**Your goal:** Reproduce the records below in their entirety, exactly as shown.

Stored data entries
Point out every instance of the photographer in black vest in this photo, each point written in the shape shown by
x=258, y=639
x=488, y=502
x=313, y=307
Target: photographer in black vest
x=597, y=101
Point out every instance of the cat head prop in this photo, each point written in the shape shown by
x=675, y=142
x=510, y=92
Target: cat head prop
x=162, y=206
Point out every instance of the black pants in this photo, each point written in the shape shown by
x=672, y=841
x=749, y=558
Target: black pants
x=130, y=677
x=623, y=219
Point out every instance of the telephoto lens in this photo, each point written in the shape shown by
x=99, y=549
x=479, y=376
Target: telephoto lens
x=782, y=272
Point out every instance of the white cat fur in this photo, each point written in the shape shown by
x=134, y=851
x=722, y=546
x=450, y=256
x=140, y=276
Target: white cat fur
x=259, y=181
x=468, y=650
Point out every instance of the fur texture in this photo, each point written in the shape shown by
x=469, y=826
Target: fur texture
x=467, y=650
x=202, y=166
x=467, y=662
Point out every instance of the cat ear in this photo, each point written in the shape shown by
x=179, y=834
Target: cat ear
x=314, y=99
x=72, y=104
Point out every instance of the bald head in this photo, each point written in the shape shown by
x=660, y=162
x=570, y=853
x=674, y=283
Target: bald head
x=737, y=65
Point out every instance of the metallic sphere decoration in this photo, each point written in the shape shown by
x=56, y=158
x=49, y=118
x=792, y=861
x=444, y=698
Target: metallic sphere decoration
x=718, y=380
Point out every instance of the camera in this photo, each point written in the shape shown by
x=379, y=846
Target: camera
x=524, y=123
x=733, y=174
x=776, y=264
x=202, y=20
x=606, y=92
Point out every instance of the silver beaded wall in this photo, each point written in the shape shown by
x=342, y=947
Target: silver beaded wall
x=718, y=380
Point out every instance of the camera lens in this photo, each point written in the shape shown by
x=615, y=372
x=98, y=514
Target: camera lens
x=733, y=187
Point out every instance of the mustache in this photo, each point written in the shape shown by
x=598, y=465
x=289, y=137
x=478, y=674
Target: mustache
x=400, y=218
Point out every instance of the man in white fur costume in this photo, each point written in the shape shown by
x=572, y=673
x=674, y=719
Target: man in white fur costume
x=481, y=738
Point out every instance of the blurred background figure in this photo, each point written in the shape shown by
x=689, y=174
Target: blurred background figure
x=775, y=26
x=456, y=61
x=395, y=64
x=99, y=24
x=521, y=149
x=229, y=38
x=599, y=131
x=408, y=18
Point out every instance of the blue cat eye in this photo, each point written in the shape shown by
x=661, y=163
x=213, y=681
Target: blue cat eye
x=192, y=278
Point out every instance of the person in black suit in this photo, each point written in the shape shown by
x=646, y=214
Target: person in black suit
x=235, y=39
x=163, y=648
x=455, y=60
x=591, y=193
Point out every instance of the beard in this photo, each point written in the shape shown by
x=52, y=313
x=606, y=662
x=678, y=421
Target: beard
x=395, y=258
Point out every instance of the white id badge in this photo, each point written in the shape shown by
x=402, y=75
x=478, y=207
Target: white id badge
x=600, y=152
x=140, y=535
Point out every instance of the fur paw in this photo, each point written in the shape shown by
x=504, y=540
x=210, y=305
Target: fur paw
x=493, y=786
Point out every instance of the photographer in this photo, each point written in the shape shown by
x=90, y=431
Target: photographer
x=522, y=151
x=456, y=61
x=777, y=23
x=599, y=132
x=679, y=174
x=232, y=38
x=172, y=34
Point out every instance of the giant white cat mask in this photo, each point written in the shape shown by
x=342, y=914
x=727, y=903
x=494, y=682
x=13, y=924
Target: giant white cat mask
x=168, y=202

**Task result:**
Point out every instance of the photographer in black vest in this photo, each point written in the shape shown by
x=258, y=639
x=488, y=502
x=313, y=307
Target: photographer in black vest
x=597, y=101
Point out every instance of the cat head prop in this photo, each point written in the shape shown by
x=675, y=142
x=510, y=92
Target: cat head prop
x=162, y=206
Point out every instance of the black pants in this photo, each point written in the shape shown by
x=672, y=841
x=749, y=558
Target: black pants
x=130, y=677
x=623, y=219
Point out every instance of the telephoto lens in this photo, each point written in the shape shown by
x=99, y=549
x=479, y=376
Target: telephoto lens
x=782, y=272
Point out every instance of the white cat fur in this photo, each point written in the shape shown by
x=134, y=851
x=722, y=546
x=450, y=256
x=140, y=276
Target: white cat fur
x=259, y=181
x=468, y=650
Point out every instance of the fur texture in this photo, each point written in the shape shown by
x=469, y=826
Target: fur texture
x=467, y=650
x=202, y=166
x=467, y=662
Point out every instance of the cat ear in this photo, each point written in the shape shown by
x=179, y=834
Target: cat ear
x=314, y=99
x=72, y=104
Point out every instance of the bald head in this photo, each point written in the shape shown by
x=660, y=162
x=570, y=853
x=674, y=283
Target: bald head
x=737, y=65
Point out every instance of the metallic sphere decoration in this photo, each point written in the shape shown by
x=56, y=158
x=49, y=118
x=792, y=861
x=444, y=698
Target: metallic sphere decoration
x=718, y=380
Point out every instance of the camera in this photo, each point written in the shape shown by
x=379, y=846
Target: camera
x=524, y=123
x=733, y=174
x=776, y=264
x=202, y=20
x=606, y=92
Point out every instance of the silver beaded wall in this photo, each point written in the shape shown by
x=342, y=947
Target: silver beaded wall
x=718, y=380
Point out every instance of the camera lens in this photo, each point written in the shape shown by
x=615, y=372
x=98, y=514
Target: camera lens
x=733, y=187
Point out every instance of the mustache in this photo, each point written in the shape shown by
x=598, y=465
x=289, y=137
x=478, y=674
Target: mustache
x=400, y=218
Point out every instance of the man in white fur costume in this photo, each point written in the shape shown by
x=572, y=673
x=674, y=719
Target: man in white fur costume
x=481, y=738
Point out every instance of the blurred background figure in this photo, each point written in the shape shown by
x=689, y=174
Target: blurred background figure
x=775, y=26
x=456, y=61
x=395, y=64
x=99, y=24
x=521, y=149
x=229, y=38
x=599, y=131
x=408, y=18
Point out every instance of the blue cat eye in this photo, each point written in the shape shown by
x=661, y=163
x=213, y=681
Target: blue cat eye
x=192, y=278
Point out every instance of the person in black suit in this photo, each point written in the shape shown by
x=646, y=214
Target: person in black suit
x=235, y=39
x=163, y=648
x=455, y=60
x=591, y=193
Point out every instance of the beard in this photo, each point written in the shape shown by
x=52, y=313
x=606, y=662
x=678, y=421
Target: beard
x=395, y=258
Point out every instance of the white id badge in this photo, each point written in the shape shown by
x=402, y=75
x=478, y=207
Target: white id badge
x=600, y=152
x=140, y=535
Point out every instance of the fur paw in this photo, each point written in the shape shown by
x=504, y=540
x=210, y=305
Target: fur paw
x=493, y=786
Point out every instance of the photographer in this photo, each point written in the shape shown by
x=90, y=431
Target: photographer
x=522, y=151
x=456, y=61
x=777, y=23
x=599, y=132
x=679, y=174
x=232, y=38
x=172, y=34
Point out every instance of the giant white cat mask in this photo, each point written in the shape shown by
x=342, y=914
x=727, y=903
x=494, y=682
x=13, y=924
Target: giant white cat mask
x=168, y=202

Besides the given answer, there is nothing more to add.